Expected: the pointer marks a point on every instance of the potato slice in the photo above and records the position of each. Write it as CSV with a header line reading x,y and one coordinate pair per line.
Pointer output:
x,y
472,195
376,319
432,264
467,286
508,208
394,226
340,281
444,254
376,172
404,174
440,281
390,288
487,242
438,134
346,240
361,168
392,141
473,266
____
### 题目设定
将上面的材料逐行重写一遍，要求部分也一并保留。答案中的每个坐标值都按0.75的比例缩放，结果四舍五入为整数，恰为.5时进位。

### 本题结果
Expected: the pointer marks a point on every instance of the potato slice in the photo above and records the position of each. Write it as CSV with a header line reading x,y and one coordinate pair per line.
Pointer output:
x,y
354,146
282,239
324,198
350,215
381,156
296,170
255,211
333,191
282,129
303,131
330,211
293,216
365,182
329,101
260,180
271,126
294,106
355,200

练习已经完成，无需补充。